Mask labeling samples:
· · · · · · ·

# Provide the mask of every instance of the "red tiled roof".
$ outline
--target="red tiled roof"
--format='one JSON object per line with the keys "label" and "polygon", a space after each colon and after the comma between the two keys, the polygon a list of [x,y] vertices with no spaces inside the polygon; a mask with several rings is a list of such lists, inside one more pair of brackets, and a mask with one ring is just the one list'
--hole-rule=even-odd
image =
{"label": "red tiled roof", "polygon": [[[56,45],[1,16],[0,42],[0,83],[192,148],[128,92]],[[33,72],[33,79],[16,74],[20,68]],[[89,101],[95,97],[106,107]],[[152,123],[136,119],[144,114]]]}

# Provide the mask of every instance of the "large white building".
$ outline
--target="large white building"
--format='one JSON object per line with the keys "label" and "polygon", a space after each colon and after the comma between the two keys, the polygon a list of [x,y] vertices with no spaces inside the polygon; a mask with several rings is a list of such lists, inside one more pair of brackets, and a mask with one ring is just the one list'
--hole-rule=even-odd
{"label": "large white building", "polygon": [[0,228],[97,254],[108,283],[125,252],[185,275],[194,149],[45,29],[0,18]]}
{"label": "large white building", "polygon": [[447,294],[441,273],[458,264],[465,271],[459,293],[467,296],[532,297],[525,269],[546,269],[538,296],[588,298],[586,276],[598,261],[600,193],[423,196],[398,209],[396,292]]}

· · · · · · ·

Task to complete.
Extract every line of the material above and reproduce each one verbatim, without changing a single character.

The response.
# Provide the mask of every instance of the "red tiled roof".
$ outline
--target="red tiled roof"
--format='one JSON object per line with the keys "label" and "polygon", a space after each colon and after the comma between the two keys, the polygon a list of [x,y] vertices with no spaces inside the polygon; a mask with several rings is a list of such lists, inside one more pair of brackets, and a mask with one ring is just the one list'
--hole-rule=even-odd
image =
{"label": "red tiled roof", "polygon": [[[56,45],[1,16],[0,42],[0,83],[192,148],[128,92]],[[33,72],[33,79],[16,74],[20,68]],[[89,101],[95,97],[106,107]],[[152,123],[136,119],[144,114]]]}

# Provide the mask of every instance of the "large white building".
$ outline
--target="large white building"
--format='one JSON object per line with the keys "label" and "polygon", a space after each colon and after the comma between the two keys, the polygon a list of [x,y] vertices with no spaces inside the polygon; a mask with several rings is a list of such lists, inside one more pair of brackets, and a mask with one ring is just the one list'
--hole-rule=even-odd
{"label": "large white building", "polygon": [[0,228],[97,254],[108,283],[125,252],[185,275],[194,149],[45,29],[0,18]]}
{"label": "large white building", "polygon": [[447,294],[441,273],[458,264],[465,271],[459,293],[467,296],[532,297],[525,269],[546,269],[538,296],[588,298],[586,276],[598,261],[600,193],[423,196],[398,209],[396,292]]}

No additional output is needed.